Study text
■ ■ ■

Back outdoors in Australia, she ran 1:59.83 to win her third consecutive national title. On the Diamond League circuit, she ran sub-two minutes in Rome, Oslo and Stockholm, including a season's best time of 1:58.54 to finish third in Stockholm behind Mary Moraa and Hodgkinson.

In the first round of the World Championships held in Eugene, Oregon in July, Bisset was knocked to the track and spiked by a competitor. Nonetheless, she completed the race and was added to the semi-final field by the race jury. The following day, she ran with 11 stitches in her thigh and a swollen knee, but did not advance to the final. Despite her injuries, she competed at the Birmingham Commonwealth Games in August, placing fifth in a time of 1:59.41.

■ ■ ■

Material supplied
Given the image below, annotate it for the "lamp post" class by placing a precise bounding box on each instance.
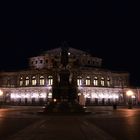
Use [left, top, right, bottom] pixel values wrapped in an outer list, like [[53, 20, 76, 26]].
[[0, 90, 3, 107], [126, 90, 134, 109]]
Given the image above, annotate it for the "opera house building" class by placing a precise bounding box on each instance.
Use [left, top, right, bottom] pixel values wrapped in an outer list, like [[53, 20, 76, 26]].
[[0, 47, 140, 105]]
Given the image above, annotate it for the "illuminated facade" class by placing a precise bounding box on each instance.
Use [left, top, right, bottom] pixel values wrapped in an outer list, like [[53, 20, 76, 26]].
[[0, 48, 140, 105]]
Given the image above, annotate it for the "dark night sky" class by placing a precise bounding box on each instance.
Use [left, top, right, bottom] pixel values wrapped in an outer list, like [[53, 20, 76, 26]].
[[0, 0, 140, 86]]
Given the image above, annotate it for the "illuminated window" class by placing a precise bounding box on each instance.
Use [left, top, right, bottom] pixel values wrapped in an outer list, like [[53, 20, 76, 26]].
[[39, 76, 45, 85], [32, 76, 36, 85], [93, 77, 98, 86], [19, 77, 23, 86], [107, 77, 110, 87], [77, 76, 82, 86], [48, 76, 53, 85], [86, 76, 90, 86], [101, 77, 105, 86], [25, 76, 29, 86]]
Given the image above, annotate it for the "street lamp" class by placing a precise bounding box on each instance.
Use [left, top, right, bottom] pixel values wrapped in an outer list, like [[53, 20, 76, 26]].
[[0, 90, 3, 106], [126, 90, 134, 109]]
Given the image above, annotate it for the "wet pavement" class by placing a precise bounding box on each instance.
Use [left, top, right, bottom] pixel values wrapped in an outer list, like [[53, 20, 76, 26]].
[[0, 106, 140, 140]]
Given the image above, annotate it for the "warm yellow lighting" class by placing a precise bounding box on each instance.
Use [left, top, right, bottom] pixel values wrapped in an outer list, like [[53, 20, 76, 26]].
[[0, 90, 3, 96], [126, 90, 134, 96]]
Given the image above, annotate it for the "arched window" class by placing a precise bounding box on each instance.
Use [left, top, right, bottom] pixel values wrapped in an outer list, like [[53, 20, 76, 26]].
[[93, 76, 98, 86], [39, 76, 45, 85], [32, 76, 36, 86], [77, 76, 82, 86], [86, 76, 90, 86], [19, 76, 23, 86], [48, 76, 53, 85], [101, 77, 105, 86], [107, 77, 110, 87], [25, 76, 29, 86]]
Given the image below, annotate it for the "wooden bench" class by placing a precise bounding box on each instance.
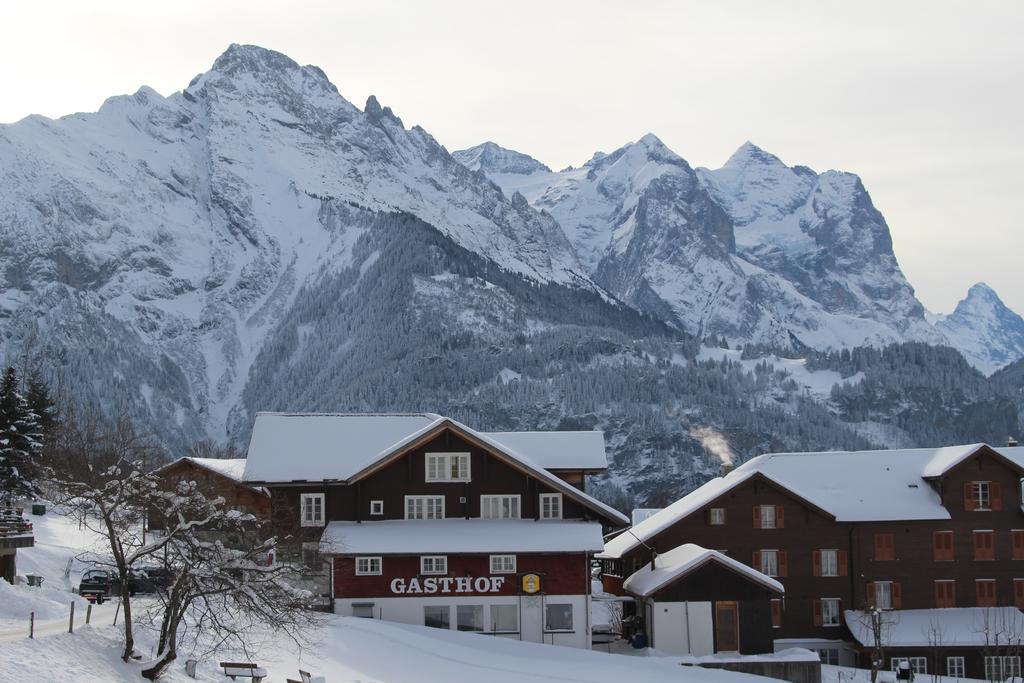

■ ■ ■

Exercises to complete
**1.** Answer these questions from the passage on Bisset's racing season:
(a) What time did Bisset run to win her third consecutive national title?
(b) How many stitches did she have in her thigh when she raced the day after the first round?
(c) What place did she take at the Birmingham Commonwealth Games?
**2.** Continue the passage on Bisset's racing season from its last sentence.
The items come from a source unrelated to the passage on Bisset's racing season.

Answers in order
**1.**
(a) 1:59.83
(b) 11
(c) Fifth, in a time of 1:59.41

**2.**
===2023===
In February, Bisset ran three World Indoor Tour races, including another indoor sub-two minutes. Returning to Australia, she won the Brisbane Track Classic in 1:59.74. She then won her fourth national title in a meet record of 1:58.32, the fastest time by an Australian on home soil. In July, Bisset again lowered her national record to 1:57.78 in London.

At the end of her season, Track & Field News ranked Bisset seventh in the women's 800 metres, the first Australian to feature in the top-10 since Rendina in 1974.

===2024===
Bisset faced strong domestic competition for a place on the Olympic team. After failing to defend her national title, running 1:59.87 behind Claudia Hollingsworth, Abbey Caldwell and Bendere Oboya, Bisset went on to run a season's best of 1:58.12 at the London Diamond League in July. She competed in the 2024 Paris Olympics, where she drew attention among Hong Kong citizens due to sharing the same Chinese name as the singer Hacken Lee. At the end of her season, Bisset joined M11 Track Club in Manchester, coached by Trevor Painter and Jenny Meadows.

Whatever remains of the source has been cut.